* _Material for this task_
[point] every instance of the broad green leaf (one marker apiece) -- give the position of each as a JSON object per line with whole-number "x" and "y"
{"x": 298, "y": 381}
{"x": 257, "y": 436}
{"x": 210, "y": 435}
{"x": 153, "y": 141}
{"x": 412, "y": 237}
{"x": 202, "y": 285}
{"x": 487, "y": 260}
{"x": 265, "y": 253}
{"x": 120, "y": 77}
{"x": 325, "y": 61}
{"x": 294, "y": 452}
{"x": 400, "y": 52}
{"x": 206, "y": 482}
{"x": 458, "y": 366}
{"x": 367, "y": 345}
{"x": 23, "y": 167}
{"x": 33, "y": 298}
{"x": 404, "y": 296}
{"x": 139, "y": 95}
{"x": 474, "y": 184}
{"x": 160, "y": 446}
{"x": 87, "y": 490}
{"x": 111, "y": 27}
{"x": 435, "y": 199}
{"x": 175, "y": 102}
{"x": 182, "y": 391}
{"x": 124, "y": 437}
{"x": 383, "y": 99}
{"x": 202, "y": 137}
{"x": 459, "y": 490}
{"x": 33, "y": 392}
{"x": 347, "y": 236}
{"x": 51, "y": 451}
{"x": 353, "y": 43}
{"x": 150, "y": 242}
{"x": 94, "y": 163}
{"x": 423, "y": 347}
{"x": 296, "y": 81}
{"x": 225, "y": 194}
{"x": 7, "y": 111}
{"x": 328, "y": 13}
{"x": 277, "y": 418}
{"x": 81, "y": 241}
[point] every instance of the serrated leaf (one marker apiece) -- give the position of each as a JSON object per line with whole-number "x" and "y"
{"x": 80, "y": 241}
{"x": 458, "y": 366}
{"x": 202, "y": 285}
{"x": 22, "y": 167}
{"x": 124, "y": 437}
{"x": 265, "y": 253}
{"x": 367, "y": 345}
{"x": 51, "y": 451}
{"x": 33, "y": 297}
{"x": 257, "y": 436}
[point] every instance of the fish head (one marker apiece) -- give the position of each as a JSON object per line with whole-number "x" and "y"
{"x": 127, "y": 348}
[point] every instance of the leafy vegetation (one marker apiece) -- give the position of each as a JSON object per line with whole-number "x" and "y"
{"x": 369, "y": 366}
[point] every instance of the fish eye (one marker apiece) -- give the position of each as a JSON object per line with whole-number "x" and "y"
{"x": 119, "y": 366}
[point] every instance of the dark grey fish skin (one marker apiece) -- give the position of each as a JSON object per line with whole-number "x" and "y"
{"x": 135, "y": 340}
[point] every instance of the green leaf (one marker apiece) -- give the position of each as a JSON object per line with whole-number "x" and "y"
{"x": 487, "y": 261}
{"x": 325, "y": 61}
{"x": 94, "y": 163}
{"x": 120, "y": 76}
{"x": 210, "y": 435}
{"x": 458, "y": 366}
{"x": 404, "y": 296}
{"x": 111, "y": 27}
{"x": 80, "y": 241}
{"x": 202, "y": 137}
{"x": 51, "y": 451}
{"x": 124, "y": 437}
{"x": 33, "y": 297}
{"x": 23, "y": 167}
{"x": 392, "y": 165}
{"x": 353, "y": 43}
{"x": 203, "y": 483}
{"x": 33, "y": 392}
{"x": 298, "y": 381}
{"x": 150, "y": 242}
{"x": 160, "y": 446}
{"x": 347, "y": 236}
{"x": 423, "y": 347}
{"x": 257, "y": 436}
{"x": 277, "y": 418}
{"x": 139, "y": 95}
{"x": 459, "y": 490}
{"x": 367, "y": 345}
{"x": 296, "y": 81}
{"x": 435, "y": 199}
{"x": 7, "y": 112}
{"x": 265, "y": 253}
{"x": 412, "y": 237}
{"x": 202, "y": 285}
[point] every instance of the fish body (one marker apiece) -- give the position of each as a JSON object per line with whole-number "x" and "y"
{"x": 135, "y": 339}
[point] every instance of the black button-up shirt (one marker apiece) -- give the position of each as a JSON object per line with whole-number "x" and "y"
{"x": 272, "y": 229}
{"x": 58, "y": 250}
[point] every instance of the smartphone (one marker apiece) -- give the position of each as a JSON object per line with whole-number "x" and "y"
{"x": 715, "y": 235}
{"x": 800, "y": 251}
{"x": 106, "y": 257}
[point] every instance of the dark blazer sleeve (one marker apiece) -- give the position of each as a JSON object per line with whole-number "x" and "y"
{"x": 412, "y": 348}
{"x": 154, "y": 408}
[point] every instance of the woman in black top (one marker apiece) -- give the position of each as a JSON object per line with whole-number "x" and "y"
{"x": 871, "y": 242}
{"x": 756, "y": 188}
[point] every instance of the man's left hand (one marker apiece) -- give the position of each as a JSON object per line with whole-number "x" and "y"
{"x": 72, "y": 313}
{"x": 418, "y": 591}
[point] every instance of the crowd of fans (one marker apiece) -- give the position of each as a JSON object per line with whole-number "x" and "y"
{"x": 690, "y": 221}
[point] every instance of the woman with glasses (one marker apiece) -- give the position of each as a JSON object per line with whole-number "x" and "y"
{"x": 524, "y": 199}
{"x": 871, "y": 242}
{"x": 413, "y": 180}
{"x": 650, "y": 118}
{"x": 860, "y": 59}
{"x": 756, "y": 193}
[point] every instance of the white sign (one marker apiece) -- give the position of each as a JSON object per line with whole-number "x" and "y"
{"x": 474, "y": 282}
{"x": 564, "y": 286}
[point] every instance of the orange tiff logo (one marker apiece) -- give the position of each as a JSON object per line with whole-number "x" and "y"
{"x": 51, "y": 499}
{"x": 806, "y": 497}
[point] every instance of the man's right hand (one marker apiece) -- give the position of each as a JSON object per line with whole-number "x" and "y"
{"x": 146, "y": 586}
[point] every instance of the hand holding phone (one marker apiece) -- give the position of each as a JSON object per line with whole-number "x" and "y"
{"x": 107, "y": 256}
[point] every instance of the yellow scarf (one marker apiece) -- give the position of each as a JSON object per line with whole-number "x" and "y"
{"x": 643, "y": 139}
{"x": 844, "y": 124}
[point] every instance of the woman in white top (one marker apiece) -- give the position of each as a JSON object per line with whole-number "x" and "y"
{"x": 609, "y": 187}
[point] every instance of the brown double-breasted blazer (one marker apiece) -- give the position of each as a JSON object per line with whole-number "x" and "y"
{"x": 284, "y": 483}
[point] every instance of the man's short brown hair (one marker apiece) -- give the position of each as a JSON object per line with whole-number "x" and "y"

* _Task requirements_
Render every one of the rows above as a numbered list, omitting any blank lines.

* _Answer to this exercise_
1. [point] every instance of the broad green leaf (one marker apiece) -- give the position of each as a JSON object per line with whole-number "x" and "y"
2. {"x": 298, "y": 381}
3. {"x": 257, "y": 436}
4. {"x": 210, "y": 435}
5. {"x": 153, "y": 141}
6. {"x": 412, "y": 237}
7. {"x": 202, "y": 285}
8. {"x": 487, "y": 260}
9. {"x": 265, "y": 253}
10. {"x": 120, "y": 77}
11. {"x": 325, "y": 61}
12. {"x": 294, "y": 452}
13. {"x": 400, "y": 52}
14. {"x": 206, "y": 482}
15. {"x": 458, "y": 366}
16. {"x": 367, "y": 345}
17. {"x": 23, "y": 167}
18. {"x": 33, "y": 298}
19. {"x": 404, "y": 296}
20. {"x": 139, "y": 95}
21. {"x": 474, "y": 184}
22. {"x": 160, "y": 446}
23. {"x": 87, "y": 490}
24. {"x": 111, "y": 27}
25. {"x": 435, "y": 199}
26. {"x": 175, "y": 102}
27. {"x": 182, "y": 391}
28. {"x": 124, "y": 437}
29. {"x": 383, "y": 99}
30. {"x": 202, "y": 137}
31. {"x": 459, "y": 490}
32. {"x": 33, "y": 392}
33. {"x": 347, "y": 236}
34. {"x": 51, "y": 451}
35. {"x": 353, "y": 43}
36. {"x": 150, "y": 242}
37. {"x": 94, "y": 163}
38. {"x": 423, "y": 347}
39. {"x": 296, "y": 81}
40. {"x": 225, "y": 194}
41. {"x": 7, "y": 111}
42. {"x": 328, "y": 13}
43. {"x": 277, "y": 418}
44. {"x": 81, "y": 241}
45. [point] every instance of the serrated leaf (one marker apiece) -- give the position of each as a JSON object per line with whole-number "x" and "y"
46. {"x": 80, "y": 241}
47. {"x": 458, "y": 366}
48. {"x": 202, "y": 285}
49. {"x": 22, "y": 167}
50. {"x": 124, "y": 437}
51. {"x": 265, "y": 253}
52. {"x": 367, "y": 345}
53. {"x": 51, "y": 451}
54. {"x": 33, "y": 297}
55. {"x": 257, "y": 436}
56. [point] every instance of the fish head (one marker apiece) -- give the position of each as a JSON object per line with whole-number "x" and "y"
57. {"x": 127, "y": 348}
58. [point] every instance of the leafy vegetation (one marker apiece) -- give the position of each as a JSON object per line with whole-number "x" and "y"
59. {"x": 369, "y": 366}
60. [point] every instance of the fish eye (one marker apiece) -- give the position of each as a JSON object per line with whole-number "x" and "y"
61. {"x": 119, "y": 366}
62. [point] every instance of the dark grey fish skin (one marker apiece) -- give the position of each as a JSON object per line with whole-number "x" and "y"
63. {"x": 135, "y": 340}
64. [point] every instance of the green leaf (one marker apiece) -- give the position of each as a JSON object per line with whole-number "x" and "y"
65. {"x": 487, "y": 261}
66. {"x": 325, "y": 61}
67. {"x": 94, "y": 163}
68. {"x": 120, "y": 76}
69. {"x": 210, "y": 435}
70. {"x": 458, "y": 366}
71. {"x": 404, "y": 296}
72. {"x": 111, "y": 27}
73. {"x": 80, "y": 241}
74. {"x": 202, "y": 137}
75. {"x": 51, "y": 451}
76. {"x": 124, "y": 437}
77. {"x": 33, "y": 297}
78. {"x": 23, "y": 167}
79. {"x": 392, "y": 165}
80. {"x": 353, "y": 43}
81. {"x": 203, "y": 483}
82. {"x": 33, "y": 392}
83. {"x": 298, "y": 381}
84. {"x": 150, "y": 242}
85. {"x": 160, "y": 446}
86. {"x": 347, "y": 236}
87. {"x": 423, "y": 347}
88. {"x": 257, "y": 436}
89. {"x": 277, "y": 418}
90. {"x": 139, "y": 95}
91. {"x": 459, "y": 490}
92. {"x": 367, "y": 345}
93. {"x": 296, "y": 81}
94. {"x": 435, "y": 199}
95. {"x": 7, "y": 112}
96. {"x": 265, "y": 253}
97. {"x": 412, "y": 237}
98. {"x": 202, "y": 285}
99. [point] every instance of the fish body (one marker apiece) -- give the position of each as a JSON object per line with whole-number "x" and "y"
100. {"x": 135, "y": 339}
101. [point] every instance of the black button-up shirt (one marker apiece) -- give the position of each as a JSON object per line with whole-number "x" and "y"
102. {"x": 272, "y": 229}
103. {"x": 58, "y": 250}
104. [point] every instance of the smartphone (one marker apiece) -- give the position of each as a JSON object per line with whole-number "x" and "y"
105. {"x": 715, "y": 235}
106. {"x": 800, "y": 251}
107. {"x": 106, "y": 257}
108. [point] every instance of the dark blazer sleeve (one marker apiece) -- give the position of each as a JSON object per line with whole-number "x" and "y"
109. {"x": 412, "y": 348}
110. {"x": 154, "y": 408}
111. [point] every instance of the woman in black top (one marker apiece) -- give the position of each as a JSON object per line with whole-number "x" and "y"
112. {"x": 871, "y": 242}
113. {"x": 756, "y": 188}
114. [point] every instance of the man's left hand (one marker apiece) -- give the position of each as a JSON object per line with whole-number "x" and "y"
115. {"x": 72, "y": 313}
116. {"x": 418, "y": 591}
117. [point] every instance of the crowd of fans (one marker apiece) -- give the position of each as a JSON object per line with whole-number "x" and "y"
118. {"x": 690, "y": 221}
119. [point] every instance of the woman with glasses (one marker apiece) -- give the position of each as a JSON object per line with whole-number "x" and "y"
120. {"x": 524, "y": 199}
121. {"x": 871, "y": 242}
122. {"x": 413, "y": 180}
123. {"x": 650, "y": 118}
124. {"x": 860, "y": 59}
125. {"x": 756, "y": 193}
126. [point] every instance of the white sign (one marker apiece) -- give the position of each as a JSON object per line with whole-number "x" and "y"
127. {"x": 474, "y": 282}
128. {"x": 564, "y": 286}
129. [point] every instance of the orange tiff logo (one marker apiece) -- give the position of each as a JSON object per line with whole-number "x" and "y"
130. {"x": 51, "y": 499}
131. {"x": 806, "y": 497}
132. [point] every instance of the man's right hand (one marker apiece) -- give the position of each as a JSON object per line with whole-number "x" and "y"
133. {"x": 146, "y": 586}
134. [point] every instance of the hand holding phone (one marker apiece) -- give the position of each as a JSON object per line with whole-number "x" and "y"
135. {"x": 107, "y": 256}
136. [point] every instance of the yellow scarf (one marker apiece) -- give the position of each as a JSON object per line with whole-number "x" and "y"
137. {"x": 643, "y": 139}
138. {"x": 844, "y": 124}
139. [point] every instance of the woman in white top (one marker apiece) -- give the position of each as a JSON object per line with whole-number "x" and "y"
140. {"x": 609, "y": 187}
141. [point] every instance of the brown double-breasted blazer (one marker apiece) -- give the position of each as a JSON object per line with whole-number "x" and "y"
142. {"x": 284, "y": 483}
143. [point] every instance of the man's short brown hair (one marker apiece) -- give the position of each as a JSON object per line with whole-number "x" and "y"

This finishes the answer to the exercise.